-- Begin Text passage --

A CAD of 3 per cent is sustainable and can be financed by a steady inflow of FDI and institutional investment through portfolio flows, he said while addressing students of the Tata Institute of Social Sciences on their convocation day here.

The CAD represents the difference between exports and imports after considering cash remittances and payments. On the back of record rise in imports, the country was left with a trade deficit of USD 185 billion last fiscal, despite exports also overshooting its target by a few billion dollars at USD 303 billion.

This had a debilitating impact on the CAD position which nearly doubled to 4.3 percent of GDP in Q4 of the last fiscal against 2.3 percent for the fully FY11.

"I personally feel that we should be able to finance the CAD at 3 percent of GDP provided we are seen as a country that is growing rapidly, that's the critical thing. We have to address many issues like power, fuel subsidies, etc (to give out that message)," he said.

-- End Text passage --

### [Task set]
1) Decide whether each statement agrees with the passage on the current account deficit. Answer yes or no, and quote the words that settle it. (a) The trade deficit last fiscal was USD 185 billion. (b) Exports fell short of their target. (c) The CAD stood at 2.3 percent of GDP in Q4 of the last fiscal.
2) Using the passage on the current account deficit, explain in one to three sentences why the speaker calls a CAD of 3 percent sustainable.
3) Write the next part of the passage on the current account deficit, picking up after its final sentence.
The entries that come next are separate material, unconnected to the passage on the current account deficit.

-- Begin Extracted information --

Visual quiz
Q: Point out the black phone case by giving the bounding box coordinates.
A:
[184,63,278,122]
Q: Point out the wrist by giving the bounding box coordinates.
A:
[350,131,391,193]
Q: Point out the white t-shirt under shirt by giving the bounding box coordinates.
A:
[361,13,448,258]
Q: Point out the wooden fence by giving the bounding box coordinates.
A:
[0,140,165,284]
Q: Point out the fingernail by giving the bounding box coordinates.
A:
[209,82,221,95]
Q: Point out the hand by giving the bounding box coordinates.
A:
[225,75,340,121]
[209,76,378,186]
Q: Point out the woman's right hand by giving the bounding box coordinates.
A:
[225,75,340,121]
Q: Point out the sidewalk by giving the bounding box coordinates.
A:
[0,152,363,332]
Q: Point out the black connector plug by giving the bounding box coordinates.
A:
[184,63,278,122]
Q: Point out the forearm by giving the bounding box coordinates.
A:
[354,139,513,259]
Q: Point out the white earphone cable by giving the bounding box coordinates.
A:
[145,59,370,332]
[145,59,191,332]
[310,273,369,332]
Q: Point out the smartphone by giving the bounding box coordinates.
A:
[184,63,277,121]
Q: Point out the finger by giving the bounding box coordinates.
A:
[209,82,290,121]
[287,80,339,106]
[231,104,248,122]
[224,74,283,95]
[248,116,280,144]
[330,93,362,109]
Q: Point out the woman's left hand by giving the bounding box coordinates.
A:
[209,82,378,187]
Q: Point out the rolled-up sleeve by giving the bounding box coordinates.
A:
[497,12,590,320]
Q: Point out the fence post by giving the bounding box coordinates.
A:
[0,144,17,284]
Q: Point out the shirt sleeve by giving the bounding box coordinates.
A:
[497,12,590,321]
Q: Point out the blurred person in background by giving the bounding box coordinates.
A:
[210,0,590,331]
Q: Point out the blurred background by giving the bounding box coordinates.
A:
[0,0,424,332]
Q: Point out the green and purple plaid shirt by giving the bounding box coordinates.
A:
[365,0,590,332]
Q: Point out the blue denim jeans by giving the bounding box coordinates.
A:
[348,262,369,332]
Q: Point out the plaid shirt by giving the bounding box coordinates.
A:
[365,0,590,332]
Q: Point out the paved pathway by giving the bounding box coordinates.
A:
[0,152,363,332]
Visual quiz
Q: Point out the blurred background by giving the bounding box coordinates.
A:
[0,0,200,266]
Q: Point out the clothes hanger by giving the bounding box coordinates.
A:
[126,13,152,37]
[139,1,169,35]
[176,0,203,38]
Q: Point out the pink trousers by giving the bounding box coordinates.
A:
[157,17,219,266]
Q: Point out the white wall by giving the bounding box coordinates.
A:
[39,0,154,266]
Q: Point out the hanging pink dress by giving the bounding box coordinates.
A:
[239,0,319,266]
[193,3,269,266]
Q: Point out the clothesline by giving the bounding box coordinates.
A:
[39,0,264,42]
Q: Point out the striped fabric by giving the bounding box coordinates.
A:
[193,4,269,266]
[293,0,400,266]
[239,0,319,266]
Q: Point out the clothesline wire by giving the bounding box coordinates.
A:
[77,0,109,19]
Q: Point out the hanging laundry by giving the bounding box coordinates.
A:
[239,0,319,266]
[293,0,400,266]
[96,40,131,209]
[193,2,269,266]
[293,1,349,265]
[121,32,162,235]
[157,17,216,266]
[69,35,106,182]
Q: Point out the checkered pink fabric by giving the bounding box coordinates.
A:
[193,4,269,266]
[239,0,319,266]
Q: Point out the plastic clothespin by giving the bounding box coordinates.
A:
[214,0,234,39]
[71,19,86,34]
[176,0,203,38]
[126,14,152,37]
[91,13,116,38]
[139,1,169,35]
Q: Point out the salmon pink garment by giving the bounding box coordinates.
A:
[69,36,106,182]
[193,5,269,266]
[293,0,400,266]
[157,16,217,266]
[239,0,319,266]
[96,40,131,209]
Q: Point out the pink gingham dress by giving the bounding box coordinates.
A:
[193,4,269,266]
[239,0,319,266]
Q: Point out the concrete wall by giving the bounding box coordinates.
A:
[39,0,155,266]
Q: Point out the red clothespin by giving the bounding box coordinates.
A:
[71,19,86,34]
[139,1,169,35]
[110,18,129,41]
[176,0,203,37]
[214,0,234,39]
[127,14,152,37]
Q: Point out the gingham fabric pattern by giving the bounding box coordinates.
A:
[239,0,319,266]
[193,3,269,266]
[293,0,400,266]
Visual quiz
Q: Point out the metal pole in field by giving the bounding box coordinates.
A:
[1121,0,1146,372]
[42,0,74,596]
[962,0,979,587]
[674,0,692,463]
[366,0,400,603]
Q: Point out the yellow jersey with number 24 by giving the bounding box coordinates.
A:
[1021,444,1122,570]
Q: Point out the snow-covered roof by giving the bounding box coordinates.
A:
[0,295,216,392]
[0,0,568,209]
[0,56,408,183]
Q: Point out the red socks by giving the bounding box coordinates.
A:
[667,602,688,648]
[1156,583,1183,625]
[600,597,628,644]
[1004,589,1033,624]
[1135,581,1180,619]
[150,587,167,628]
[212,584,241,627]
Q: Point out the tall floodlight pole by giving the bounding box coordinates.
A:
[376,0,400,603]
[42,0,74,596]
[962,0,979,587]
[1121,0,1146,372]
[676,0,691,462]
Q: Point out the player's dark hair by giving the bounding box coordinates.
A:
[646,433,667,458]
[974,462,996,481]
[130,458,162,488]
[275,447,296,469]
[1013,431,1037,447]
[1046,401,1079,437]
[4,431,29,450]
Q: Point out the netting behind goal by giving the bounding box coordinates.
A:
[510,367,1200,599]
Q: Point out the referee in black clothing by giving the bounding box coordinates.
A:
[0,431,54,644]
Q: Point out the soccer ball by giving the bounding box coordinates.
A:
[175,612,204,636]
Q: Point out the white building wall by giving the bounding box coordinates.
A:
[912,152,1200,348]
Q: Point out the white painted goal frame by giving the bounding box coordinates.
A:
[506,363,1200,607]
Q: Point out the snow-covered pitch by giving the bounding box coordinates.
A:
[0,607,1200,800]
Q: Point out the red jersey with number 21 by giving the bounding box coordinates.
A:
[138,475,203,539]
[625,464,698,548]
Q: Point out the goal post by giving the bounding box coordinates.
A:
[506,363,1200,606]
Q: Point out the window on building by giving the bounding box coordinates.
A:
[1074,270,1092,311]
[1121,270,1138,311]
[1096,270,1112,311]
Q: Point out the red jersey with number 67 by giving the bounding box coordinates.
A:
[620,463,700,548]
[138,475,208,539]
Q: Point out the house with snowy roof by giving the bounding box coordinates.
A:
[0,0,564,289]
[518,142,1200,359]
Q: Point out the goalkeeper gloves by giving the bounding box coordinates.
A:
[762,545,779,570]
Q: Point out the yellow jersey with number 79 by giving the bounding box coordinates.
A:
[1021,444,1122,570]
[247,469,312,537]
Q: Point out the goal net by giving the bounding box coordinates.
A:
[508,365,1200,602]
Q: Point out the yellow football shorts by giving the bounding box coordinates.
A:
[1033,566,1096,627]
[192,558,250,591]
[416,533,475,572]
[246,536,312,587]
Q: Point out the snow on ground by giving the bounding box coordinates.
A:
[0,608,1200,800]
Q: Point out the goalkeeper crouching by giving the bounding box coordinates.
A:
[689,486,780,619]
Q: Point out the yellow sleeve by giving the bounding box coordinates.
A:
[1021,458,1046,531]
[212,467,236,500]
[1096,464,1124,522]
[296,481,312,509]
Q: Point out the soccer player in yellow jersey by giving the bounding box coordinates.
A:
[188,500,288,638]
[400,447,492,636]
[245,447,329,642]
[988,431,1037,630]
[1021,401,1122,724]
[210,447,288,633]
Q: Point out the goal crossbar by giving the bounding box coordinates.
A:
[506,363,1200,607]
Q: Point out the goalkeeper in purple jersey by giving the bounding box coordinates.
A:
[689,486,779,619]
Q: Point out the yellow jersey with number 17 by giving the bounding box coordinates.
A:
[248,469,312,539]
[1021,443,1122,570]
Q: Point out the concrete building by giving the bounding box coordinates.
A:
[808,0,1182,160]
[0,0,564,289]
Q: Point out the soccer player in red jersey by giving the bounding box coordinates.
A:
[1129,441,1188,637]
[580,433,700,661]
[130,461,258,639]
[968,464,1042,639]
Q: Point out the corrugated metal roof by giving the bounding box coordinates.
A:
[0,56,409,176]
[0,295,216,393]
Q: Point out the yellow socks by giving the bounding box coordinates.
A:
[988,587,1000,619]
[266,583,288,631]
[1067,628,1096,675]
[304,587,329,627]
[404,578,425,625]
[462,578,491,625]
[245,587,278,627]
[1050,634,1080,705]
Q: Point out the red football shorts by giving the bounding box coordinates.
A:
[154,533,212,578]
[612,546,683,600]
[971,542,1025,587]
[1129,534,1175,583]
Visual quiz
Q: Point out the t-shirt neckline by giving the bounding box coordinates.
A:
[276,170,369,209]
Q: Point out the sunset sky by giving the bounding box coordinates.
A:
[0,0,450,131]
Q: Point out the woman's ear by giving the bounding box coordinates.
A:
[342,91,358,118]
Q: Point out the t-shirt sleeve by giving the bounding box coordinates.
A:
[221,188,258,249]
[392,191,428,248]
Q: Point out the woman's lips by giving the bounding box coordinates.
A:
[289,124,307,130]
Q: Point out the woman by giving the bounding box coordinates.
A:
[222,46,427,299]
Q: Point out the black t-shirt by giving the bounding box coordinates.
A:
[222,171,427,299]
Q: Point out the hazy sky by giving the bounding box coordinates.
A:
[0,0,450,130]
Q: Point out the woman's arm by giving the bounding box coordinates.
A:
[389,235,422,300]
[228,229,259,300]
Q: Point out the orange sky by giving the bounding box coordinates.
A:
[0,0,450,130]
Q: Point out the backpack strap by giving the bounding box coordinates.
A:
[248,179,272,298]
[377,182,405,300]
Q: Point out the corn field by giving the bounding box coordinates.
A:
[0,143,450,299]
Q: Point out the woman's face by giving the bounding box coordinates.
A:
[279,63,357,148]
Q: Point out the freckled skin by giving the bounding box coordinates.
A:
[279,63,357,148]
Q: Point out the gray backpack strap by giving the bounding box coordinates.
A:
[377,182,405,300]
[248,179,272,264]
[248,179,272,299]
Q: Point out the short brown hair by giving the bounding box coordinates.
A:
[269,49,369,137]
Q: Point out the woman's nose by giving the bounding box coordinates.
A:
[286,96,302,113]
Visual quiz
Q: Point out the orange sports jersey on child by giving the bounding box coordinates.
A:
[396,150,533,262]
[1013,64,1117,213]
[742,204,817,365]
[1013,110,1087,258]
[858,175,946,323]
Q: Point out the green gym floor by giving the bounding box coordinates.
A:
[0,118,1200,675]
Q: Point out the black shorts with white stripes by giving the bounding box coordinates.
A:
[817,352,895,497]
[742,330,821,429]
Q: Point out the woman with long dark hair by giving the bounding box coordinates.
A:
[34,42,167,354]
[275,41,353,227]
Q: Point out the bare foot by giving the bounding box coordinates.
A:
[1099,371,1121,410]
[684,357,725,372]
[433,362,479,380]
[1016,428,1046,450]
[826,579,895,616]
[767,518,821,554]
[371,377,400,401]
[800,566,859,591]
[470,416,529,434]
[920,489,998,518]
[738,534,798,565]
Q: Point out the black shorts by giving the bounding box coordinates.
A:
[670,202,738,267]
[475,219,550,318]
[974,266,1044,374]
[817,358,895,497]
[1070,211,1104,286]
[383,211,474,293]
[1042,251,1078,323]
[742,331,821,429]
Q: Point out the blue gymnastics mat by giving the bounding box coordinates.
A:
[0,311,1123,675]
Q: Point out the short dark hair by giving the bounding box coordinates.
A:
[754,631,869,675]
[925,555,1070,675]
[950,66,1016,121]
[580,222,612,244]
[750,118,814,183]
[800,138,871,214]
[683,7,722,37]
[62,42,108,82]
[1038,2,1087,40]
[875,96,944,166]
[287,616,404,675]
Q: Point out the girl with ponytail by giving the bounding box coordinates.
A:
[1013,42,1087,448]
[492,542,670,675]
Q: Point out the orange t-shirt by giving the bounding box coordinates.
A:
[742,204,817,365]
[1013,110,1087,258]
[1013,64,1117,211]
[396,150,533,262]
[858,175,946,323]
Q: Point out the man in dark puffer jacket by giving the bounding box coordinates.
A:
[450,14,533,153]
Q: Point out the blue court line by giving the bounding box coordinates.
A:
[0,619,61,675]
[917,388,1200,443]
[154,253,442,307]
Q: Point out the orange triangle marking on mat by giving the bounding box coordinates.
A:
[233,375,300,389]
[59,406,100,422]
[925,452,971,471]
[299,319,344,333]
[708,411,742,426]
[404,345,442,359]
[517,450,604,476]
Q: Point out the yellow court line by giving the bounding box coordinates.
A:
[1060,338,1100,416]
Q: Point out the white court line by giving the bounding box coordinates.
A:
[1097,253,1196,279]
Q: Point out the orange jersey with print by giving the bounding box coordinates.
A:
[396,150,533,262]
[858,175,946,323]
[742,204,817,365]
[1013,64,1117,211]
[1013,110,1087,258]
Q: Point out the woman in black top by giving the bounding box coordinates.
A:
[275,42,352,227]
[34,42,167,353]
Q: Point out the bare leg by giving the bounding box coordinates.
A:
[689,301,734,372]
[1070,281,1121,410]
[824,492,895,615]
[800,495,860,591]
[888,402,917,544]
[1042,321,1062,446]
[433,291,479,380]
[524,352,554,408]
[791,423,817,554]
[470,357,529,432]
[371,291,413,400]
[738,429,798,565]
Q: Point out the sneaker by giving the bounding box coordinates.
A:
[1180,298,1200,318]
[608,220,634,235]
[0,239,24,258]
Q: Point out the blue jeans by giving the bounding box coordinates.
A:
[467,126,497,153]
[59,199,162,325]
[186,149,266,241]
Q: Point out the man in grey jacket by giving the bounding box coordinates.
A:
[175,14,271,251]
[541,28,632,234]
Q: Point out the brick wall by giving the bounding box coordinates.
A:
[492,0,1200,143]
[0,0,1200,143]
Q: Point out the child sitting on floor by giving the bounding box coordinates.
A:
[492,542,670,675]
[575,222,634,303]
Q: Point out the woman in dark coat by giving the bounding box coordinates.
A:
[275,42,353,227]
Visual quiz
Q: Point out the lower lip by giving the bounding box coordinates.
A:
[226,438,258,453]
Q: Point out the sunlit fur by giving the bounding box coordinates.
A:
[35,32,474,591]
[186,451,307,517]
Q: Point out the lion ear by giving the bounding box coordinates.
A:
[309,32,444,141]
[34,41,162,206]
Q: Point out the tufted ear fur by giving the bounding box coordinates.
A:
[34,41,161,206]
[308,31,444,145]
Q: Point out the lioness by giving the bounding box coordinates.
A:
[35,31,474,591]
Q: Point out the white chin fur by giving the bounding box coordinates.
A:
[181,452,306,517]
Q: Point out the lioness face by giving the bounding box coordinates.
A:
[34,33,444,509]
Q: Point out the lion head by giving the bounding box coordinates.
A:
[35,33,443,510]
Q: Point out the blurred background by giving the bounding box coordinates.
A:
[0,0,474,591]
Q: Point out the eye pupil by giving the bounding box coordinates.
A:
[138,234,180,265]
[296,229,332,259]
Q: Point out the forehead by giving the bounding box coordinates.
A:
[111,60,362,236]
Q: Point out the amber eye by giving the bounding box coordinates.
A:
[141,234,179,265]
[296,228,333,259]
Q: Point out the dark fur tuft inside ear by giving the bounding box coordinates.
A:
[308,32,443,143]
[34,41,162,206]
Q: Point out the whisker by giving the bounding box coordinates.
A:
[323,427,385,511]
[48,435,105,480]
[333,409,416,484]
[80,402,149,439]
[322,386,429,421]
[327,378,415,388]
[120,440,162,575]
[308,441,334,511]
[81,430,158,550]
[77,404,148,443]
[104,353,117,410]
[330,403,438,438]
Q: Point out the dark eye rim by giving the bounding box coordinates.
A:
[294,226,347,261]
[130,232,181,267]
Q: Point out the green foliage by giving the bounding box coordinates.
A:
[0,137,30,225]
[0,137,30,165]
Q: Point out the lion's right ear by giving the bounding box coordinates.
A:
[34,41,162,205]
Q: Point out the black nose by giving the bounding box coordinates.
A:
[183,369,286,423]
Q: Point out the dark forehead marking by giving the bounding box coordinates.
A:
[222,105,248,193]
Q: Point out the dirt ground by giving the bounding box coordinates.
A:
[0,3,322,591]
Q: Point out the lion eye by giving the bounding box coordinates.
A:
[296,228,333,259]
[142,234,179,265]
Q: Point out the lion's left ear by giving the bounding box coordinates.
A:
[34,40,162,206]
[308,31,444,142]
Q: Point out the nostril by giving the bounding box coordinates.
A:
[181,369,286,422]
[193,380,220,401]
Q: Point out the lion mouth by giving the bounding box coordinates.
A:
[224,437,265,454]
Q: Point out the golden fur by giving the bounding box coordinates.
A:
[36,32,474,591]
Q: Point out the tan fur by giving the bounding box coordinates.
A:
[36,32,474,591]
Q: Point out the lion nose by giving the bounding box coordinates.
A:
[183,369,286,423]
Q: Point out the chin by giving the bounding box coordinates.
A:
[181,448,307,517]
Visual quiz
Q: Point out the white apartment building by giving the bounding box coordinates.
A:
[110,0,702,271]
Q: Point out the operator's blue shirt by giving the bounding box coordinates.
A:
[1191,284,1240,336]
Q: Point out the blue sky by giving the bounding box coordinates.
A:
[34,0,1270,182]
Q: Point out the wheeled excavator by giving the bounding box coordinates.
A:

-- End Extracted information --

### [Answers given]
1)
(a) Yes: "the country was left with a trade deficit of USD 185 billion last fiscal"
(b) No: "exports also overshooting its target by a few billion dollars at USD 303 billion"
(c) No: "nearly doubled to 4.3 percent of GDP in Q4 of the last fiscal against 2.3 percent for the fully FY11"

2) A CAD of 3 percent can be financed by a steady inflow of FDI and institutional investment through portfolio flows. The speaker adds a condition: the country must be seen as one that is growing rapidly.

3)
He reiterated his call to deregulate oil prices as also allowing FDI in aviation and multi-brand retail, saying energy prices have to be aligned with economic realities otherwise one will never see energy efficiency being pursued.

On the growth prospect, he said even without any fresh doze of reforms, the economy can grow at 9 per cent or more. "I believe with the structure that we have, it is possible to grow at 9 percent, even if no new reforms are done immediately. (But the) most important thing is to take care of these executive decision-making issues," he said.